[Start of Attachment]

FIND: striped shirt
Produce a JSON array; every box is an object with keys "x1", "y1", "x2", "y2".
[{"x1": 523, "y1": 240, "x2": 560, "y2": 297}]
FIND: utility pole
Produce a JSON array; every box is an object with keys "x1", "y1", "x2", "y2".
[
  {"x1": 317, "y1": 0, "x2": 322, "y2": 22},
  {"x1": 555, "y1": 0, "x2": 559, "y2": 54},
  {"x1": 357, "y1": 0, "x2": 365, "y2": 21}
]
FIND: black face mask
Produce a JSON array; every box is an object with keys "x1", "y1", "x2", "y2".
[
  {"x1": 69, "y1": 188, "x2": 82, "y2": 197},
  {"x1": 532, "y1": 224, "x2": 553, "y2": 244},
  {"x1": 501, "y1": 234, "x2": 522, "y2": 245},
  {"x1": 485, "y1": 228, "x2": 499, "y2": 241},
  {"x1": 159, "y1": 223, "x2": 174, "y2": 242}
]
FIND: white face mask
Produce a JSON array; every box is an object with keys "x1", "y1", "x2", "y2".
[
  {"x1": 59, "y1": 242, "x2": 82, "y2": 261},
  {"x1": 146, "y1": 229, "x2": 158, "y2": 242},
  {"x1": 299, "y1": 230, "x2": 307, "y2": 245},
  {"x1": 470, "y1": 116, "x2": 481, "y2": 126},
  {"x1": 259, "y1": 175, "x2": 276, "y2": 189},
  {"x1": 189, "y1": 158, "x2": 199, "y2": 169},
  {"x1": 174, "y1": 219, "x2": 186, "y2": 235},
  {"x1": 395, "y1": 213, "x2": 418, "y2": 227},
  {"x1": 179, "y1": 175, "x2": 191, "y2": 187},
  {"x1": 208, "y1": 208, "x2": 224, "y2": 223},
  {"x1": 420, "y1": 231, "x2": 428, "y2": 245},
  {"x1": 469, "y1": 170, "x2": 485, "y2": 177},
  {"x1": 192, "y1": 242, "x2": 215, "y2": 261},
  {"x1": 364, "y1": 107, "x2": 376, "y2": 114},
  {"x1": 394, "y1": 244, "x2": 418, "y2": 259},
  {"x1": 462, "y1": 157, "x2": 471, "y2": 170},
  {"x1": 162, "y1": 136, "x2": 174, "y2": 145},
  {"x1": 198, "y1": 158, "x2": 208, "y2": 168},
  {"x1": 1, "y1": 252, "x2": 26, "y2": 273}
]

[End of Attachment]

# GOAL OF THE EXERCISE:
State how many lines of the listing include the word "mask". Reply with the number alone.

# SOLVED PROBLEM:
2